**Work to complete**
Set all the material down again unchanged, without the pictures.

§ §

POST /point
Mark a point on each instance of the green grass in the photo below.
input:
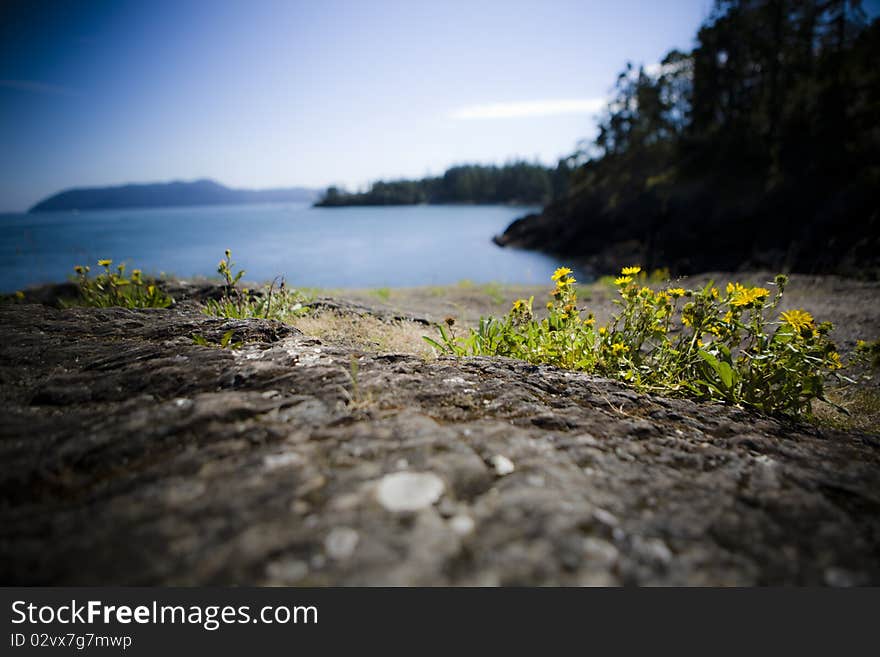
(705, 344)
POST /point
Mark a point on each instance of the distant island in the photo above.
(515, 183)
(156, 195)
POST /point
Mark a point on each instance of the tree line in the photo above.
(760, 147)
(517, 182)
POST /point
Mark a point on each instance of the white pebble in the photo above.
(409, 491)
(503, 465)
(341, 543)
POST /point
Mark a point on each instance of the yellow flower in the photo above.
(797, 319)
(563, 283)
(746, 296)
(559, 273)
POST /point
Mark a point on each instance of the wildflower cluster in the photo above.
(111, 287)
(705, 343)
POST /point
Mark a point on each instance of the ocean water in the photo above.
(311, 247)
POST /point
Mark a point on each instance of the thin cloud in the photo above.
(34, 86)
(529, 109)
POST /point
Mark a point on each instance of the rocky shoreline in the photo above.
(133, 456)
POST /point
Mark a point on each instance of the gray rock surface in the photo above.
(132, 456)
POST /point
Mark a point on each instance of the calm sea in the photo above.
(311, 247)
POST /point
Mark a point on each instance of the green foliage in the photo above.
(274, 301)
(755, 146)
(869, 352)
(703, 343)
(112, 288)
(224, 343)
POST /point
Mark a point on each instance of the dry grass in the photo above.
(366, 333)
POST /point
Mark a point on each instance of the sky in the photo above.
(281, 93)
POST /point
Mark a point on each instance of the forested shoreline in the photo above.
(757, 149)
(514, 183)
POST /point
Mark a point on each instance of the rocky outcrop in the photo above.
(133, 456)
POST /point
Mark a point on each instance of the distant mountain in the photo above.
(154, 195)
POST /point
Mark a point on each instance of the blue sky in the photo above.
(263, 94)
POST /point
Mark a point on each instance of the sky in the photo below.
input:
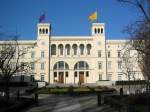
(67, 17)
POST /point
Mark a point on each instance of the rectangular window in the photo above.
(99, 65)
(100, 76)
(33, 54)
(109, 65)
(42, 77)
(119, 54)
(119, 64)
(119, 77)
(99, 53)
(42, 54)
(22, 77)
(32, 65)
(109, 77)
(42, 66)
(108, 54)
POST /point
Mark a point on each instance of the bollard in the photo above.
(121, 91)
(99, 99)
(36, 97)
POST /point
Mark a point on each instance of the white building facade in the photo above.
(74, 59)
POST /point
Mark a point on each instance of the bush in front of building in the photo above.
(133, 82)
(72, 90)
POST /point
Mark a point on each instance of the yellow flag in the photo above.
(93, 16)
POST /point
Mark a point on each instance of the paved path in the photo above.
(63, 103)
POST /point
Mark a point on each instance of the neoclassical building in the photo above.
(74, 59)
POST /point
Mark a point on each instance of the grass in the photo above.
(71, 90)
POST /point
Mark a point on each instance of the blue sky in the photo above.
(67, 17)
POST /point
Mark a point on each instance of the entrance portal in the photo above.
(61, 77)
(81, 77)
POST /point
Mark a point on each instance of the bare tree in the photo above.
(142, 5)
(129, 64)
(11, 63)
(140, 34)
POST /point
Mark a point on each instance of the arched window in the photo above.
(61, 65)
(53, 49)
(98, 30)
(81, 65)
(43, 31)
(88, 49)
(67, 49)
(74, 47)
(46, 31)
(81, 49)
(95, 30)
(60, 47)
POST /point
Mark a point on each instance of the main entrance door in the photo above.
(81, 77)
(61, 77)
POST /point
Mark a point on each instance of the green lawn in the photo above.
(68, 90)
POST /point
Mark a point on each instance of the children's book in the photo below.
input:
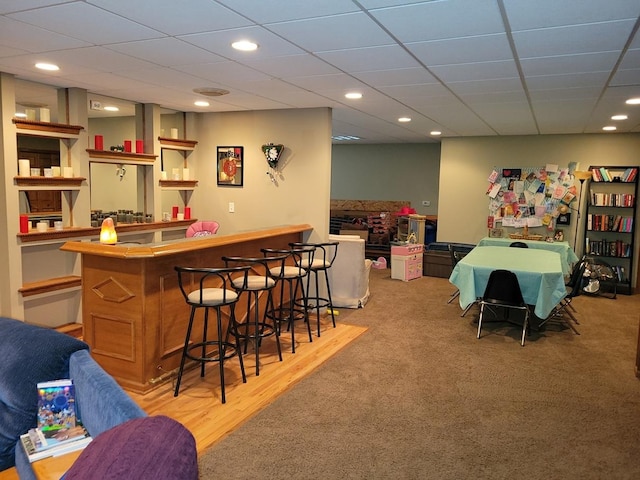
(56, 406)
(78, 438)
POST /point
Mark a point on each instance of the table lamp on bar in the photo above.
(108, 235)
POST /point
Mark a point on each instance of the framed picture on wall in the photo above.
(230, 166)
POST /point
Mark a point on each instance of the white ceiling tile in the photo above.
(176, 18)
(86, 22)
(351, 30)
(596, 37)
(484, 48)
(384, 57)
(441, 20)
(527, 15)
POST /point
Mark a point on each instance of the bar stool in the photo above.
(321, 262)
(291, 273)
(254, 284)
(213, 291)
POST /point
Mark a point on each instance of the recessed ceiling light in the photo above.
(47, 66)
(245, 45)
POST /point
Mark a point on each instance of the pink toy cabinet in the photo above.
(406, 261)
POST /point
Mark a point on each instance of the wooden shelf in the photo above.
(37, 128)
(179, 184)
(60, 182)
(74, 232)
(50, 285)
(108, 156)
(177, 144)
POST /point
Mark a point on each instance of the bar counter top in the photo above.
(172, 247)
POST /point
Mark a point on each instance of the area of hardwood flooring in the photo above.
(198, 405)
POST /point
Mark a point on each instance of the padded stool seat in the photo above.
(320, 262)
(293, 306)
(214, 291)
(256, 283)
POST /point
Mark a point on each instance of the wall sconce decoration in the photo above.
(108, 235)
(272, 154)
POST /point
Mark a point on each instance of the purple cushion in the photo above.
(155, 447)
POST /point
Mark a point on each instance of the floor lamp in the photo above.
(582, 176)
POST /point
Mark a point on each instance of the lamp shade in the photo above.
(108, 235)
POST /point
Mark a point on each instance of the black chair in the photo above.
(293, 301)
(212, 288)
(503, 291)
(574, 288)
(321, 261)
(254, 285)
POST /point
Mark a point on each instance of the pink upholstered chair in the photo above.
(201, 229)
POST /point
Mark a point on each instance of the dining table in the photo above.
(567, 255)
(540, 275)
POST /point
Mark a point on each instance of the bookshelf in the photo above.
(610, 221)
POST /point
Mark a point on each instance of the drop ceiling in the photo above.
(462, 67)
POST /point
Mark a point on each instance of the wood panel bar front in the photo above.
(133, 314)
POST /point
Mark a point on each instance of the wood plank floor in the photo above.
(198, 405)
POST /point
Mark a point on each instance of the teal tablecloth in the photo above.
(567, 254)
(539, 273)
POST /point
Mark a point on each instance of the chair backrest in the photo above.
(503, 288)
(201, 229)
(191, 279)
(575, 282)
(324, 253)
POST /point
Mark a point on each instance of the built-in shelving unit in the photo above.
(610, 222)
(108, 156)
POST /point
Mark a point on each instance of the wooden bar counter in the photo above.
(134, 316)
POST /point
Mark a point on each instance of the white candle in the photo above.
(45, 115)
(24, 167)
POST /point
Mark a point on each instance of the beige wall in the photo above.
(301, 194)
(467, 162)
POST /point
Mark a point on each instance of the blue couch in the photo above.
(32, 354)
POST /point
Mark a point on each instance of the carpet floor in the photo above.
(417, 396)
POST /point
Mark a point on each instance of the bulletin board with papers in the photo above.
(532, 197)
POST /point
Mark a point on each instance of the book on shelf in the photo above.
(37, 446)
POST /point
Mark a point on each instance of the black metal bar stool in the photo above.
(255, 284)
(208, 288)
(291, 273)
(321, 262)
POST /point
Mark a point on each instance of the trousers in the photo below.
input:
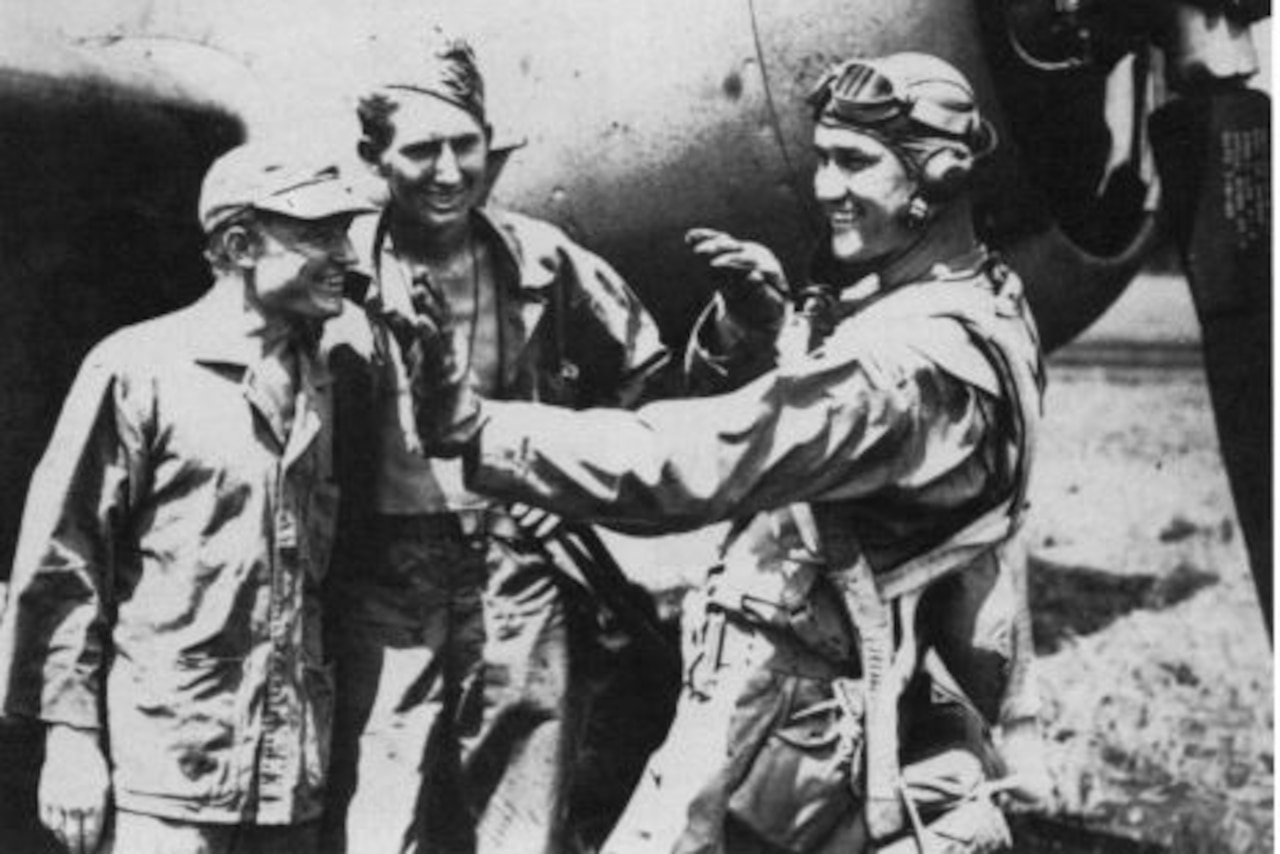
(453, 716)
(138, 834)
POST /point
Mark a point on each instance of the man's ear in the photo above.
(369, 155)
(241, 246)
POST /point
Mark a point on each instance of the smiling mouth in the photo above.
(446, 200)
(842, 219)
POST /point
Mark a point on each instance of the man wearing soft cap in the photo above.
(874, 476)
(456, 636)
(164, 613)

§ §

**Reply to the exercise**
POST /point
Mark a point on each instance of the green grass in the photo below.
input:
(705, 344)
POST /point
Mark a point on each instance of the distant island in the photo above.
(515, 183)
(156, 195)
POST /point
Mark a point on each instance of the tree line in the photo above.
(760, 147)
(517, 182)
POST /point
Mark a point on each instance of the white pebble in the photo above.
(409, 491)
(503, 465)
(341, 543)
POST /point
Mark a point on each instance of the yellow flower in the photo above.
(797, 319)
(563, 283)
(746, 296)
(559, 273)
POST /point
Mark a point on each instance of the wildflower cluster in the photo above.
(111, 287)
(705, 343)
POST /point
Mark a point on each instance of the ocean water in the photo above.
(311, 247)
POST /point
Mark a point on each instance of the thin cloud in the photo above.
(34, 86)
(529, 109)
POST /point
Mark a point on each instance of the rocky shoreline in the photo above.
(133, 456)
POST /point
Mark a point on each instance of the gray rock surface in the photo above.
(132, 456)
POST /point
Mark a point on each instance of the calm sea in the photo above.
(311, 247)
POST /point
Mark a point on each instance of the green foliage in the photo above.
(274, 301)
(755, 146)
(869, 352)
(703, 343)
(112, 288)
(224, 343)
POST /point
Mark a point on each instance of the dry grass in the photo above.
(366, 333)
POST /point
Mark a point on each instance of the sky in the photo above.
(281, 93)
POST /point
Mark a point on each instance of the forested shoreline in the photo above.
(757, 149)
(514, 183)
POST /point
Mark a point on each instance of the rocky outcrop in the photo above.
(133, 456)
POST /point
Mark a point on each instance of the distant mountain in the photo above.
(154, 195)
POST /point
Mark a point on each instance of the blue sky in the photo above.
(263, 94)
POST /point
Mark a point on each instance of the sky in the photo below.
input:
(67, 17)
POST /point
Mark a point on each instance of the rectangular window in the photo above.
(99, 65)
(100, 76)
(33, 54)
(109, 65)
(42, 77)
(119, 54)
(119, 64)
(119, 77)
(99, 53)
(42, 54)
(22, 77)
(32, 65)
(109, 77)
(42, 66)
(108, 54)
POST /point
Mark a point on each instance of the bollard in the photo above.
(121, 91)
(99, 99)
(36, 97)
POST /point
Mark a point on each instance of the white building facade in the photo above.
(74, 59)
POST /point
Mark a point on each instance of the bush in front of building in the photo above.
(133, 82)
(72, 90)
POST /point
Mark a point on each instance of the yellow flag in the photo above.
(93, 16)
POST /point
Mark a point on each instance of the paved path in the photo above.
(63, 103)
POST /point
Mark a point on each instance of the neoclassical building in the photo above.
(74, 59)
POST /point
Mark a point on each instance of the grass in the photo above.
(71, 90)
POST /point
Mark a point on each instance of the blue sky in the photo above.
(67, 17)
POST /point
Mark a point on each instance of the entrance portal in the photo above.
(61, 77)
(81, 77)
POST /point
Mark a point on each instance of the bare tree in the photo above.
(142, 5)
(129, 64)
(11, 63)
(140, 34)
POST /point
Mark a point on each instance of the arched window in the photo above.
(61, 65)
(53, 49)
(98, 30)
(81, 65)
(43, 31)
(88, 49)
(67, 49)
(74, 47)
(46, 31)
(81, 49)
(95, 30)
(60, 47)
POST /point
Mark a point on each instance of the main entrance door in the photo above.
(81, 77)
(61, 77)
POST /point
Mark a point on each instance of the green lawn in the photo above.
(68, 90)
POST /point
Mark a point on each instance of the children's book in the photo below.
input:
(56, 406)
(78, 438)
POST /point
Mark a point on each instance of the table lamp on bar in the photo above.
(108, 235)
POST /point
Mark a point on each instance of the framed picture on wall in the photo above.
(230, 166)
POST /point
Mark a point on each instance of the white ceiling tile in the photo above.
(176, 18)
(86, 22)
(351, 30)
(596, 37)
(484, 48)
(384, 57)
(441, 20)
(527, 15)
POST /point
Mark a point on each instance of the bar stool in the photo above.
(321, 262)
(291, 273)
(254, 284)
(213, 291)
POST /point
Mark a point on each instance of the recessed ceiling light in the photo above.
(47, 66)
(245, 45)
POST /point
Mark a point on each instance of the pink toy cabinet in the photo above.
(406, 261)
POST /point
Mark a point on each instance of the wooden shelf in the photo above.
(37, 128)
(179, 184)
(60, 182)
(74, 232)
(50, 285)
(108, 156)
(177, 144)
POST /point
Mark a point on each instance of the bar counter top in the photo above.
(172, 247)
POST /point
Mark a point on each instance of the area of hardwood flooring in the photo above.
(198, 405)
POST /point
Mark a point on each instance of the padded stool seat in the photo above.
(320, 262)
(293, 306)
(214, 291)
(256, 283)
POST /point
Mark a point on each instance of the wall sconce decoration in the photo above.
(108, 235)
(272, 154)
POST /point
Mark a point on each instance of the purple cushion in the photo above.
(155, 447)
POST /point
Mark a point on each instance of the floor lamp in the photo above.
(582, 176)
POST /point
Mark a point on each instance of the lamp shade in the photo above.
(108, 235)
POST /point
Mark a point on each instance of the black chair in the photo above.
(293, 301)
(212, 288)
(503, 291)
(574, 288)
(321, 261)
(254, 285)
POST /point
Mark a point on each instance of the pink upholstered chair in the photo above.
(201, 229)
POST /point
Mark a point on each instance of the dining table in the photo above.
(567, 255)
(540, 275)
POST /point
Mark a point on each instance of the bookshelf in the photo above.
(610, 221)
POST /point
Mark a point on each instance of the drop ceiling in the photo above.
(462, 67)
POST /point
Mark a point on each instance of the wood panel bar front in the photo above.
(133, 314)
POST /point
Mark a point on each instance of the wood plank floor in the photo above.
(198, 405)
POST /point
Mark a point on each instance of the teal tablecloth in the photo above.
(567, 254)
(539, 273)
POST /point
Mark a point on each instance of the chair backrest in the photo above.
(503, 288)
(201, 229)
(191, 279)
(575, 282)
(324, 253)
POST /point
Mark a point on each instance of the built-in shelving unit in the photo above.
(610, 222)
(108, 156)
POST /point
Mark a point on each instance of the wooden bar counter in the photo above.
(134, 316)
POST /point
Mark a point on each instance of the white candle in the photo above.
(45, 115)
(24, 167)
POST /point
Mark a point on each instance of the beige wall in the photo above.
(301, 194)
(467, 162)
POST /point
Mark a point on each instance of the blue couch in the photo above.
(32, 354)
POST /point
Mark a point on each instance of the carpet floor in the photo above.
(417, 396)
POST /point
Mark a point on each instance of the bulletin board with papers in the photo above.
(532, 197)
POST /point
Mark a point on each instance of the book on shelf in the photo above.
(37, 446)
POST /point
Mark a point on each instance of the black metal bar stool in the photo above.
(255, 284)
(208, 288)
(291, 273)
(321, 262)
POST /point
Mark a point on each instance of the trousers in the photo below.
input:
(453, 716)
(138, 834)
POST /point
Mark a point on each instance of the man's ear in the photo above.
(369, 155)
(241, 246)
POST /point
Mark a point on each instance of the smiling mouth in the photo above.
(446, 200)
(842, 219)
POST /point
Mark a point on each instance of the man wearing soft cap in the photo above.
(874, 476)
(456, 636)
(164, 613)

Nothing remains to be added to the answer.